REQUIRED ACTION 1 →
According to the passage on Cavendish's military and political career, on what date was he commissioned as an ensign in the 1st Regiment of Foot Guards?
REQUIRED ACTION 2 →
Carry on the passage on Cavendish's military and political career, picking up right after its final sentence.

Born the son of William Cavendish, 3rd Duke of Devonshire and Catherine Cavendish (née Hoskins), Cavendish was commissioned as an ensign in the 1st Regiment of Foot Guards on 29 April 1749. He entered politics as Member of Parliament for Derbyshire in 1751. He was promoted to lieutenant in the 2nd Regiment of Foot Guards and captain in the Army on 17 March 1752.

In 1754, Cavendish gave up the Derbyshire seat for his brother George and was returned to Parliament as Member for Derby instead. He was seconded to the 29th Regiment of Foot as lieutenant-colonel and went to Ireland with his brother William Cavendish, Marquess of Hartington, newly made Lord Lieutenant of Ireland, in 1755.

Cavendish was promoted to captain in the 1st Regiment of Foot Guards and lieutenant-colonel in the Army on 1 June 1756 and served as an aide-de-camp to the Duke of Cumberland in Germany in Summer 1757 during the early stages of the Seven Years' War. Promoted to colonel on 7 May 1758 and appointed an aide-de-camp to the King on 9 May 1758, he served under Charles Spencer, 3rd Duke of Marlborough during the raid on St Malo in June 1758 and then took part in the raid on Cherbourg in August 1758. He commanded the rear-guard during the re-embarkation following the disastrous battle of Saint Cast in September 1758 and, having been taken prisoner, gallantly offered to remain in captivity on the basis that he was a Member of Parliament. He was nevertheless released by the Duke of Aiguillon in an exchange for a French officer of equal rank in October 1758.

(Items from a data source)
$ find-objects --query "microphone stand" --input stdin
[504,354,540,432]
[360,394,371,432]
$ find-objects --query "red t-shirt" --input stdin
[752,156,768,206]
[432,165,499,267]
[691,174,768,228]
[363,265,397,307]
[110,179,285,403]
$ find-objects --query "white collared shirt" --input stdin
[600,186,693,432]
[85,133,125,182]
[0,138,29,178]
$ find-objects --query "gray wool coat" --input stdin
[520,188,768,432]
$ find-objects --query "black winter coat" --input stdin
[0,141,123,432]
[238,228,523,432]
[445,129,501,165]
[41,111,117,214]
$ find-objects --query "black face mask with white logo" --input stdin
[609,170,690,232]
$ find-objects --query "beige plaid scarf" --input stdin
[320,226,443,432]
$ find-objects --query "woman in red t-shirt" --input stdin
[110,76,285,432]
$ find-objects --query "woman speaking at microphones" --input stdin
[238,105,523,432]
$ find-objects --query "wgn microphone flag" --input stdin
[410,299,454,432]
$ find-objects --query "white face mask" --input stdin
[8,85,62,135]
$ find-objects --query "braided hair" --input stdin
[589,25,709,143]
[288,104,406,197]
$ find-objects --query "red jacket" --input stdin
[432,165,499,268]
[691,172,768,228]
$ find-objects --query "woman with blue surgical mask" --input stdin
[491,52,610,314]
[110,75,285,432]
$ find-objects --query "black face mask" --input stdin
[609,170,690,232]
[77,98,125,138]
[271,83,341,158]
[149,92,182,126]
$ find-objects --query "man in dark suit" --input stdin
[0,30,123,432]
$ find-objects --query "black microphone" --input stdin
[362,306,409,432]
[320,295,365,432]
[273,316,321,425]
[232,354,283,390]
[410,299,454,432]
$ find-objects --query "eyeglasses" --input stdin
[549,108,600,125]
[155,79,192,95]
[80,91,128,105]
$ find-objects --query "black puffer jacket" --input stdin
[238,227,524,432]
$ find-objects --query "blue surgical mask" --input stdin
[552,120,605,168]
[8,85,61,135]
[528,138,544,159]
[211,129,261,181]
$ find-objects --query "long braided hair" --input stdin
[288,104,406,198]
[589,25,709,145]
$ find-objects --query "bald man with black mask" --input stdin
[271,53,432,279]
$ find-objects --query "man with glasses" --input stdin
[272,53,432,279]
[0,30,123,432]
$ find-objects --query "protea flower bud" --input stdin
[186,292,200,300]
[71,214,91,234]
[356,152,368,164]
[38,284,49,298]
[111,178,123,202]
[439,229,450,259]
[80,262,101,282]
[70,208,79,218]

EXERCISE OUTPUT 1 →
29 April 1749

EXERCISE OUTPUT 2 →
Cavendish became colonel of the 67th Regiment of Foot in October 1759 and colonel of the 34th Regiment of Foot in October 1760. Promoted to major-general on 7 March 1761, he sailed for Germany where Prince Ferdinand of Brunswick gave him command of a brigade of chasseurs which he led to victory at the Battle of Wilhelmsthal in June 1762. Part of his brigade was ambushed during the Siege of Kassel in October 1762.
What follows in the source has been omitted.